## LA TAREA
Indique si cada afirmación concuerda con el fragmento sobre la Tolerancia. Responda sí o no y cite literalmente las palabras del fragmento que lo deciden. 1. La Tolerancia es aceptada como un mal menor. 2. En una realidad ideal, todos seríamos idénticos. 3. Lo ideal es una situación en la que todo deba ser tolerado.

Esta es la dialéctica que tiene que “solucionar” la
Tolerancia. Ahora, nuestra propuesta al respecto. Empecemos con una definición
de Tolerancia:
Tolerancia es el reconocimiento ético-político, o respeto, de la diversidad efectiva de concepciones incompatibles acerca de lo bueno (perspectivas axiológicas sustantivas).
Nuestra tesis es que
la Tolerancia es idealmente negativa pero efectivamente necesaria en cualquier sociedad donde no haya un acuerdo perfecto acerca de lo bueno, y su medida correcta es la que resulte más coherente con el máximo Diálogo Racional acerca de lo bueno y la mínima Coerción posibles.
¿En qué sentido la Tolerancia es “negativa”? Es negativa en
cuanto que es el reconocimiento de una incompatibilidad, una no-concordancia o desarmonía,
y es aceptada como mal menor. En una
realidad ideal o paradisíaca, todos tendríamos una misma concepción fundamental
de lo bueno y lo justo, y ello maximizaría plenamente la armonía de intereses: todos
estaríamos de acuerdo en qué es correcto para cada todos y cada uno, y solo
faltaría el conocimiento fáctico de cómo realizarlo. Esto no supondría, contra
lo que se pueda creer, que todos seríamos idénticos y se anularían las
diferencias: solo eliminaría las diferencias incoherentes o no armoniosas. La
diversidad procedería de cada perspectiva fáctica, pero por el lado de lo
axiológico habría todo lo necesario para la mayor armonía. Esto es completamente
análogo a que, en el terreno teórico, resulta ideal una única concepción de lo
real. Ello no implicaría que todos viésemos las cosas igual, ya que estamos en
diferentes perspectivas finitas. Significa “solo” que nuestras perspectivas
serían coherentes y complementarias, de manera que yo podría ponerme,
figurativamente, en tu perspectiva, y traducirlas, y que, de estar en tu lugar,
vería lo que tú. Aquí hay relatividad y complementariedad, pero no relativismo
ni incompatibilidad. En cambio, cuando hay concepciones ni siquiera inter-traducibles,
o incoherentes, estamos en una situación epistémicamente no ideal. Lo mismo
puede decirse en el ámbito ético-político. Por tanto, es ideal una unidad-en-la-diversidad
tal que nada deba ser tolerado y todo pueda ser respetado.

## INFORMACIÓN MOSTRADA
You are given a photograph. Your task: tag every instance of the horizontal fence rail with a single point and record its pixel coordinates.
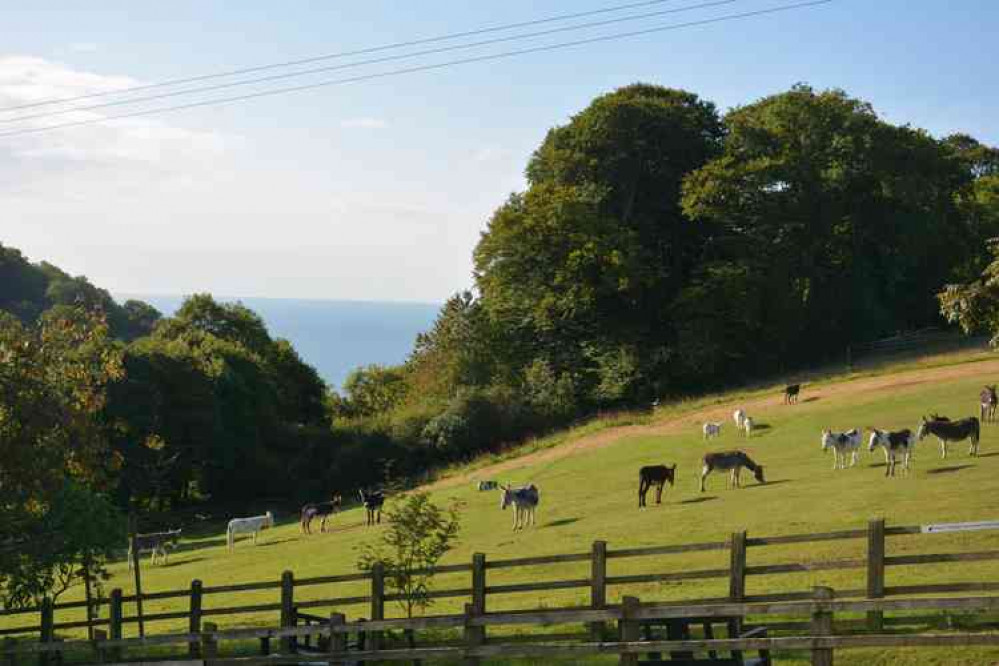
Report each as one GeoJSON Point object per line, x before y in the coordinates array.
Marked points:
{"type": "Point", "coordinates": [872, 598]}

## SOLUCIÓN
1. Sí: "y es aceptada como mal menor".
2. No: "Esto no supondría, contra lo que se pueda creer, que todos seríamos idénticos".
3. No: "tal que nada deba ser tolerado y todo pueda ser respetado".